→ Study text
· · ·

One of my guitar buds has strobo-soft for his iPhone. I haven't tried the iPhone version yet but I imagine its ok, probably as good as what is on my laptop and certainly better than nothing.
Brain on overload. I gotta tell you guys I caught about half of all that. I still don't understand Just Into vs whatever the alternative is. I'm sure it's my lack of music knowledge (I'm catching up honest) But I understood that Suzuki's are tuned differently and the chords won't sound like what I'm used too and I've kept from buying one for that reason. I figure I have enough learning on my plate without going there). I think I need to quit the day job and become a student again. send any donations to Bluzdude46 care of The Retired Harp players Home, Somewhere USA. And thanks for the program Kingley!!
Last Edited by on Jul 19, 2009 10:55 PM
"3)...I...check the 2 draw...I play it softly, then play it full and strong, as I would if I were playing with Mr. Satan. 99% of the time it's (already) slightly flat...Often I leave it very slightly sharp, so that it comes down into perfect pitch with a full strong pull.

· · ·

→ Input data
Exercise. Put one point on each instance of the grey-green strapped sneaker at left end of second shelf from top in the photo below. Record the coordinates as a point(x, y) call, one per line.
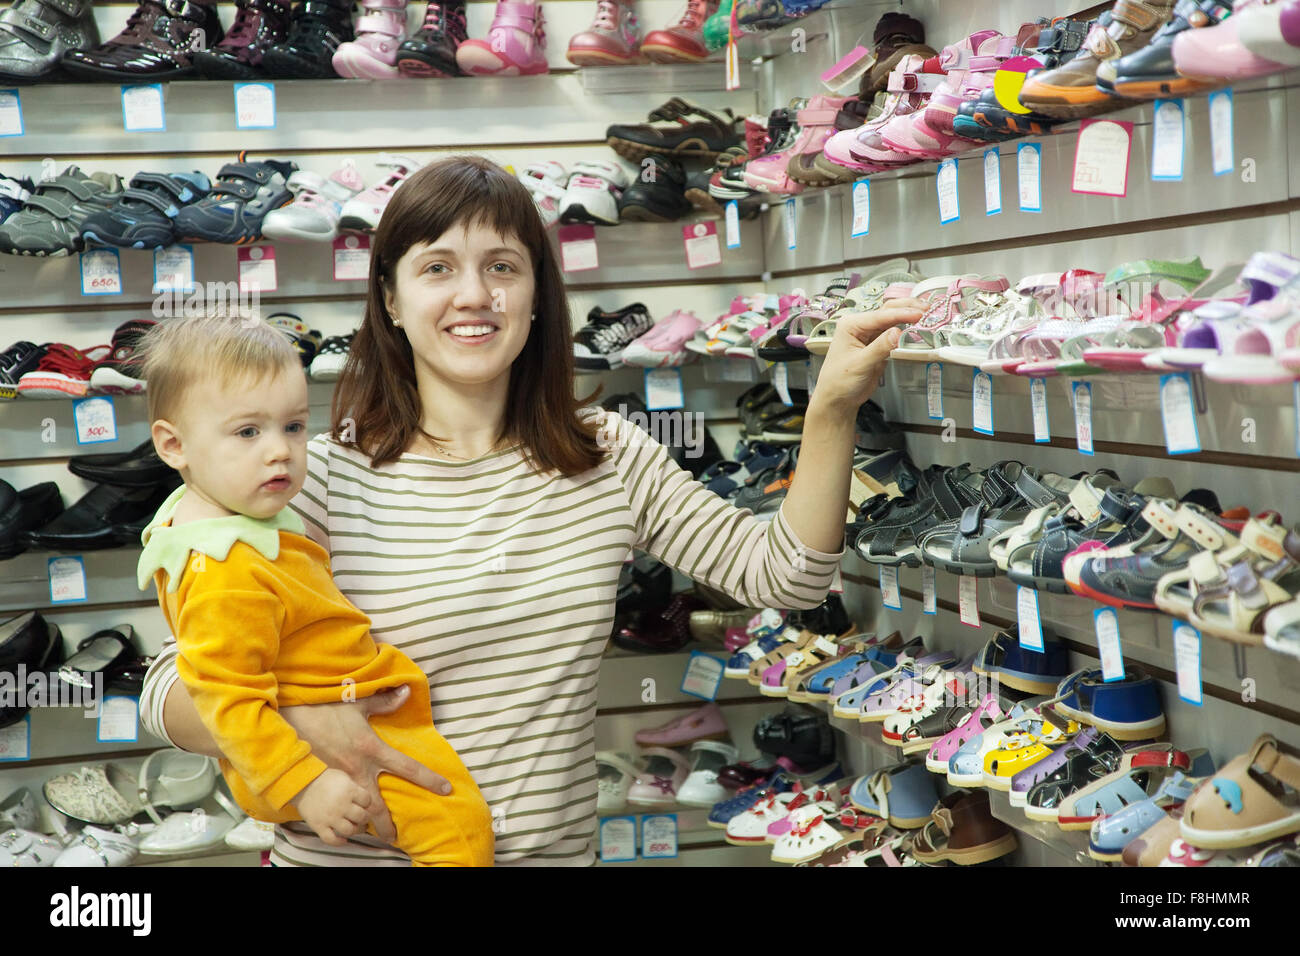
point(51, 222)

· · ·

→ What to do
**1.** In the tuning discussion, the quoted steps say the player often leaves the 2 draw very slightly sharp. Explain why, in one to three sentences.
**2.** Answer these questions from the tuning discussion:
(a) What does one of the writer's guitar buds have on his iPhone?
(b) Whom does Bluzdude46 thank for the program?
(c) According to the quoted steps, how often is the 2 draw already slightly flat?

→ Solutions in order
**1.** The player leaves the 2 draw very slightly sharp so that it comes down into perfect pitch when pulled full and strong. The player tests it that way because that is how it would be played with Mr. Satan.

**2.**
(a) Strobo-soft.
(b) Kingley.
(c) 99% of the time.